> **Entries from a point annotation set**

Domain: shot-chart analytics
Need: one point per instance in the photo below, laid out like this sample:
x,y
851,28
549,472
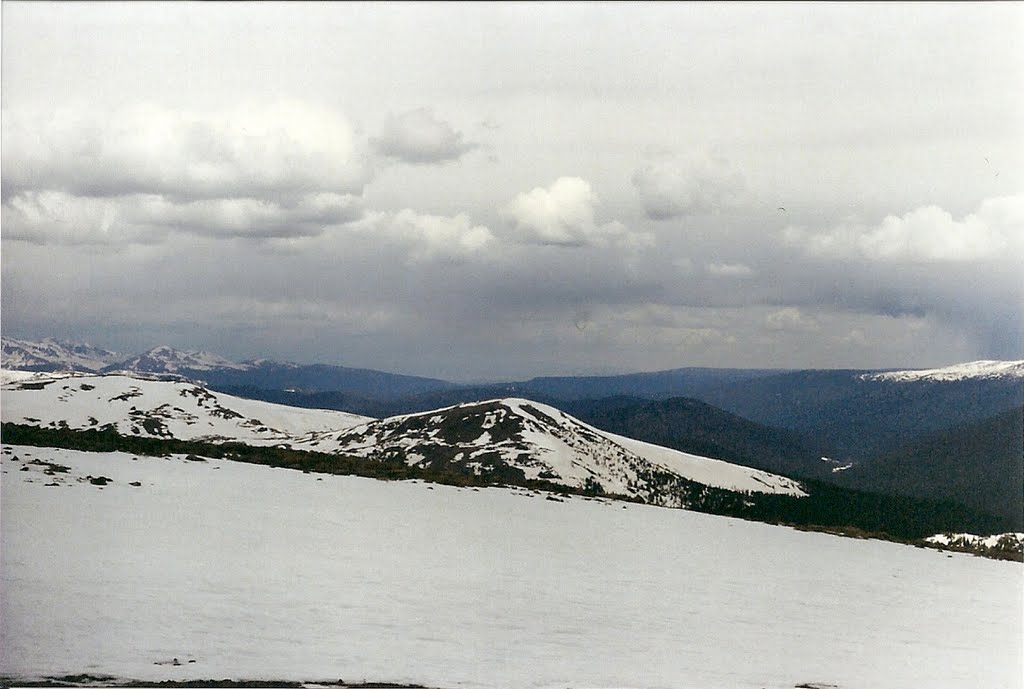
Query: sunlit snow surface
x,y
971,370
257,572
171,408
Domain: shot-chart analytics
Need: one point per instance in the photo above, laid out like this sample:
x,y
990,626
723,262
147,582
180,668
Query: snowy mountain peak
x,y
984,370
518,440
167,359
52,354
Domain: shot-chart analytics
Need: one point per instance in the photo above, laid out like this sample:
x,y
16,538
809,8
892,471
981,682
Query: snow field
x,y
187,411
256,572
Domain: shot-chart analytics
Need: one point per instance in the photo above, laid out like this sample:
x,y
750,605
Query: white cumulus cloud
x,y
423,237
418,136
138,173
676,187
562,214
925,234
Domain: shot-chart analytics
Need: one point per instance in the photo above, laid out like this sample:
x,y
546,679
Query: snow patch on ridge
x,y
984,370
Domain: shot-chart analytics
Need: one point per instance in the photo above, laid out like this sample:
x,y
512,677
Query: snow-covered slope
x,y
135,405
166,359
249,572
521,439
960,372
53,355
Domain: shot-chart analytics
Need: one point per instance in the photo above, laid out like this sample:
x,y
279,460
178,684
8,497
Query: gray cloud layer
x,y
620,211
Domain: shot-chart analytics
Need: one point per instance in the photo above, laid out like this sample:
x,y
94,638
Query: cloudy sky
x,y
505,190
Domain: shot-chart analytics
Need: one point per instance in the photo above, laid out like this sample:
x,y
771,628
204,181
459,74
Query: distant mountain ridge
x,y
507,440
52,354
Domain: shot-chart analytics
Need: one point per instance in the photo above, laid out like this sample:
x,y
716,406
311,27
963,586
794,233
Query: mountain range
x,y
949,434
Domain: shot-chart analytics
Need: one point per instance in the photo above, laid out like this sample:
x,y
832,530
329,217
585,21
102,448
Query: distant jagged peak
x,y
168,359
51,353
982,370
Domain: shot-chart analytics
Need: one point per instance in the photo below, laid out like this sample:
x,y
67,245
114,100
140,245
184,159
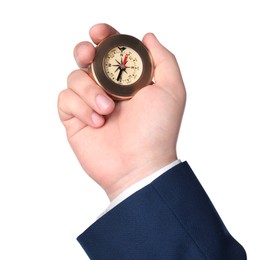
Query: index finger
x,y
84,52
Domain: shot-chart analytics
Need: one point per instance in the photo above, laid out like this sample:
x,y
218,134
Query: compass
x,y
122,66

> **TASK STATEMENT**
Restate the whole listing above exactly, please, omitting every image.

> **WRITTEN SOLUTION**
Domain: shot-chart analytics
Need: one point per instance in the photo below, laid out like this sample:
x,y
851,28
549,472
Query: sunlit snow surface
x,y
971,370
257,572
171,408
Domain: shot-chart analytics
Need: one point per instance in the photo above, laid out like this sample:
x,y
990,626
723,262
147,582
180,668
Query: snowy mountain peak
x,y
984,370
518,440
167,359
52,354
Domain: shot-chart analytics
Need: one point per instance in the photo above, laid out like this sample:
x,y
16,538
809,8
892,471
981,682
Query: snow field
x,y
187,411
256,572
Domain: shot-chart analytics
Need: one point per instance in the photo above, laid out like this sample:
x,y
750,605
Query: white cumulus cloud
x,y
423,237
418,136
138,173
676,187
562,214
925,234
Domain: shot-chart analytics
Need: one point per instance in the photo above, laid out like this sample:
x,y
546,679
Query: snow patch on ridge
x,y
984,370
Domain: shot-chart analytics
Need: one point per instance in the photo above, laid out like this sample:
x,y
512,677
Query: snow-covered slope
x,y
135,405
166,359
249,572
521,439
960,372
53,355
Domain: shot-chart analytics
Need: one point per instance in the photo above, laid out like this sample:
x,y
279,460
178,684
8,497
Query: gray cloud layer
x,y
620,211
Domain: shot-chart analytics
Need: one point per instance in the photo above, laid out like this sample:
x,y
94,638
Query: cloudy sky
x,y
505,190
Domain: shot-chart analytics
Need: one point per instance in the photo above, laid out like this sample:
x,y
771,628
204,181
459,74
Query: distant mountain ridge
x,y
507,440
52,354
Domain: shot-chart analytics
Need: one point per instance in the photo above, laid out like this sample:
x,y
716,406
311,27
963,586
794,233
Query: mountain range
x,y
949,434
Domain: shot-chart analytics
Need: one point per instance in the photo above, laid out like this sample:
x,y
832,530
329,217
585,21
102,448
Query: distant jagged peak
x,y
168,359
51,353
982,370
Domain: shot-chart analytics
Need: one point per instance in the photo below, laid out like this sample:
x,y
67,245
114,100
140,245
184,159
Query: index finger
x,y
84,52
Domain: shot-chart analytics
Need: one point per instance in the photo above, laid out like this sample:
x,y
218,134
Query: compass
x,y
122,66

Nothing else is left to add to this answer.